◆ Exercise details
In the records below, the line with "Target: wood plank floor" opens the range and the line with "Target: table with beige tablecloth" closes it; print that range exactly and nothing else.
#### Data for processing ####
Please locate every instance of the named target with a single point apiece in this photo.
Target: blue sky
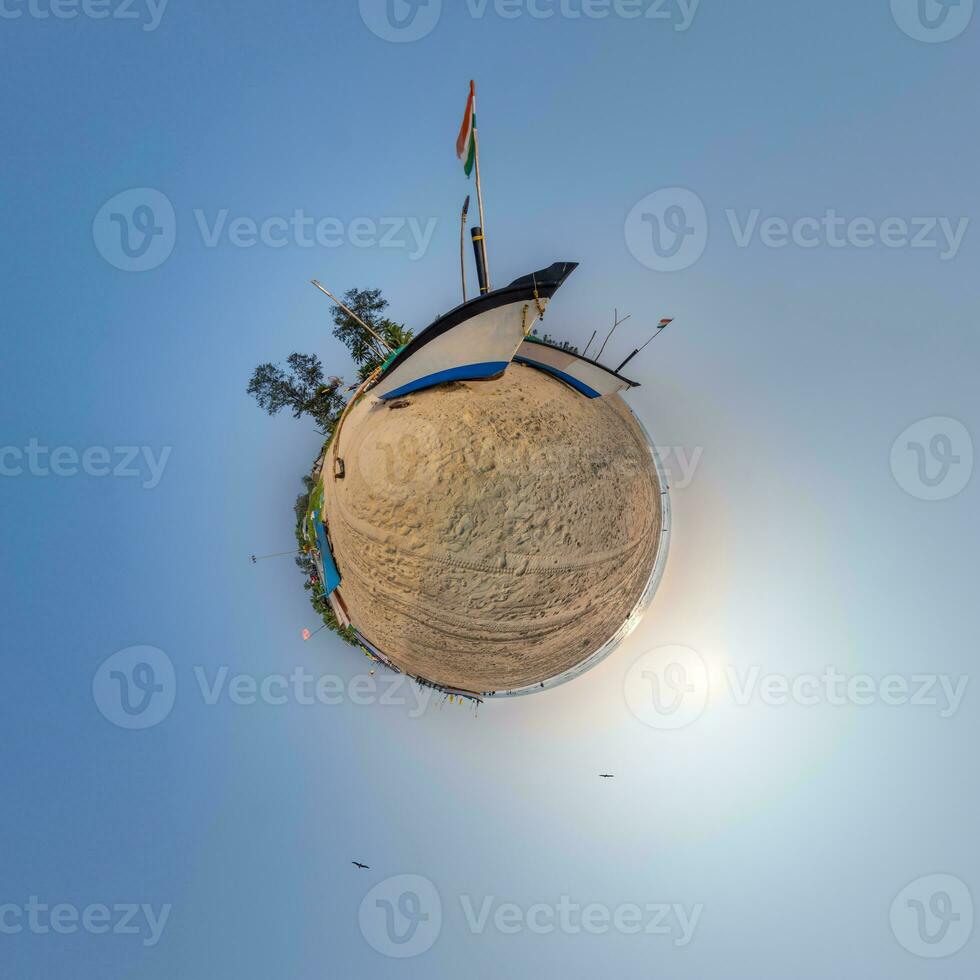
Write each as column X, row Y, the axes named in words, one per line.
column 802, row 538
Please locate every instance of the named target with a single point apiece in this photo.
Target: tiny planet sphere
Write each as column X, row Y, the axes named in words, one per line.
column 492, row 536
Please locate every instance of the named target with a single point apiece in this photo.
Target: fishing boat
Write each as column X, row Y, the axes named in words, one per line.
column 476, row 340
column 589, row 377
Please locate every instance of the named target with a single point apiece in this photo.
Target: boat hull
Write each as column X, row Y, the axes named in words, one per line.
column 585, row 376
column 477, row 340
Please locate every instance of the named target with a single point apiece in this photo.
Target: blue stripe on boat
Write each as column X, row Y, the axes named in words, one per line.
column 567, row 378
column 468, row 372
column 330, row 572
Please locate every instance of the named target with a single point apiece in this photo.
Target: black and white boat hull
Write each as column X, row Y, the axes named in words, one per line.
column 588, row 377
column 477, row 340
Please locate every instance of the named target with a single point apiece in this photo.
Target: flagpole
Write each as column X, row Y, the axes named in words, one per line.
column 479, row 191
column 462, row 244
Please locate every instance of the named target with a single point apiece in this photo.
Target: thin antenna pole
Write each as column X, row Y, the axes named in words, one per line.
column 660, row 329
column 479, row 192
column 616, row 323
column 462, row 243
column 384, row 343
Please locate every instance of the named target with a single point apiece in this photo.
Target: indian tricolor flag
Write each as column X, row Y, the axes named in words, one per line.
column 466, row 141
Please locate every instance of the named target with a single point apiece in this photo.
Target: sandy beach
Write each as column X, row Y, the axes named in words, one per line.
column 490, row 535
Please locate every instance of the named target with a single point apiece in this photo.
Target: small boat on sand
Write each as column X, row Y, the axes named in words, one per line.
column 584, row 375
column 476, row 340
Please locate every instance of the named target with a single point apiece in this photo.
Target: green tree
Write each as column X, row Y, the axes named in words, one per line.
column 369, row 305
column 301, row 389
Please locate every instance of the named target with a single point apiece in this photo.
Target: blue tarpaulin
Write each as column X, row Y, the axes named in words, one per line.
column 331, row 577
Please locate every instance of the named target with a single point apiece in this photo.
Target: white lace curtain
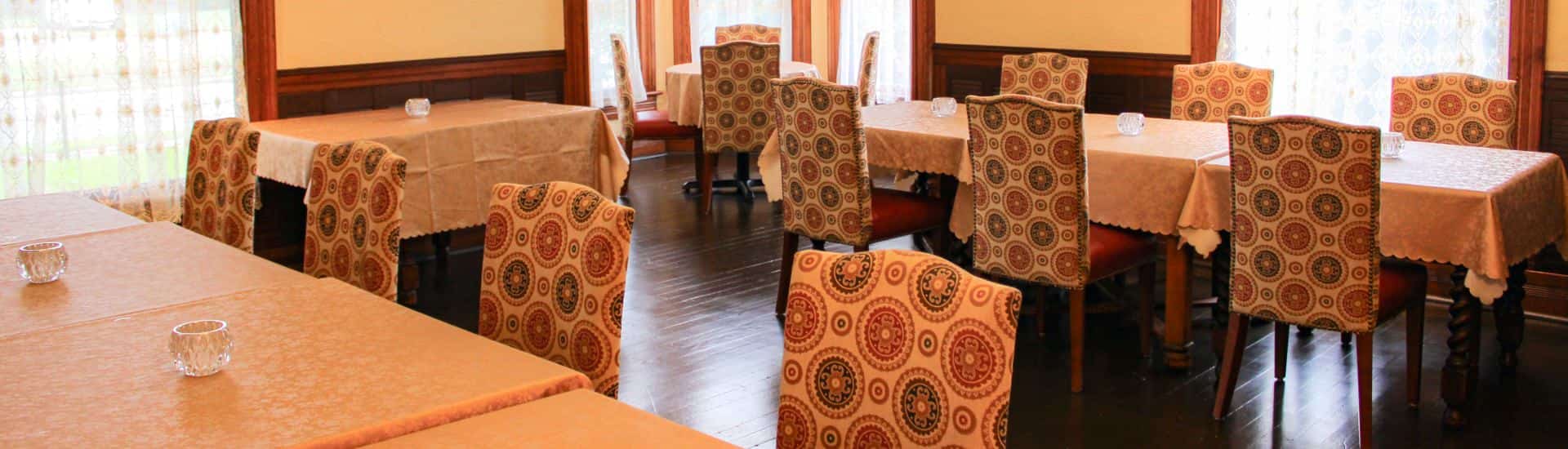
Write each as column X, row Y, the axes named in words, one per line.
column 889, row 18
column 98, row 96
column 613, row 18
column 707, row 15
column 1336, row 59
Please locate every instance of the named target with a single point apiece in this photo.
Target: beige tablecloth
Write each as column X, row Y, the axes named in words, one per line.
column 1484, row 209
column 1137, row 183
column 571, row 420
column 458, row 151
column 51, row 216
column 126, row 270
column 684, row 88
column 315, row 363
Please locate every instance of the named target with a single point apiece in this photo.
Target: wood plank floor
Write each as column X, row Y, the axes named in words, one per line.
column 702, row 347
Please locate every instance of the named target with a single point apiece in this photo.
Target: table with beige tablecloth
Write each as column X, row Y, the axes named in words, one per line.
column 315, row 363
column 458, row 151
column 684, row 88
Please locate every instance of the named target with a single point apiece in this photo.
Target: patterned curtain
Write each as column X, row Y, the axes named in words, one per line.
column 98, row 96
column 608, row 18
column 889, row 18
column 707, row 15
column 1336, row 59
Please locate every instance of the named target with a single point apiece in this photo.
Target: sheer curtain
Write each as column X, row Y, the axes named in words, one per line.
column 707, row 15
column 889, row 18
column 608, row 18
column 98, row 96
column 1336, row 59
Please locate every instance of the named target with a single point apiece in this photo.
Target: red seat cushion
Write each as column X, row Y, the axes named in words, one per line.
column 898, row 212
column 1112, row 250
column 656, row 126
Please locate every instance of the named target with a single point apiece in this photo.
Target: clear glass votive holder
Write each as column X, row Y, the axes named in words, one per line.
column 1129, row 122
column 944, row 107
column 41, row 263
column 416, row 107
column 201, row 347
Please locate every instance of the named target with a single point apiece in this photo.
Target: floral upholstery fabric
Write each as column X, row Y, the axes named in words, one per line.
column 353, row 216
column 888, row 349
column 554, row 277
column 1029, row 171
column 220, row 183
column 1305, row 224
column 823, row 162
column 1215, row 91
column 1455, row 109
column 737, row 96
column 746, row 32
column 1049, row 76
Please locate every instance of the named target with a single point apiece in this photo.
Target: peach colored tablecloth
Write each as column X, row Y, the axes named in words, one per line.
column 1484, row 209
column 315, row 363
column 126, row 270
column 571, row 420
column 51, row 216
column 1137, row 183
column 684, row 88
column 458, row 151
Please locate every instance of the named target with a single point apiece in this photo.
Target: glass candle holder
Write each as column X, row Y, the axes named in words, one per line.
column 416, row 107
column 201, row 347
column 1129, row 122
column 944, row 107
column 41, row 263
####
◆ Exercise answer
Target: wood plank floor
Write each as column X, row Y, the axes named in words, one per line.
column 702, row 347
Please locate every instance of the named target with a single point apiece in this photo.
Target: table with beige tablecloth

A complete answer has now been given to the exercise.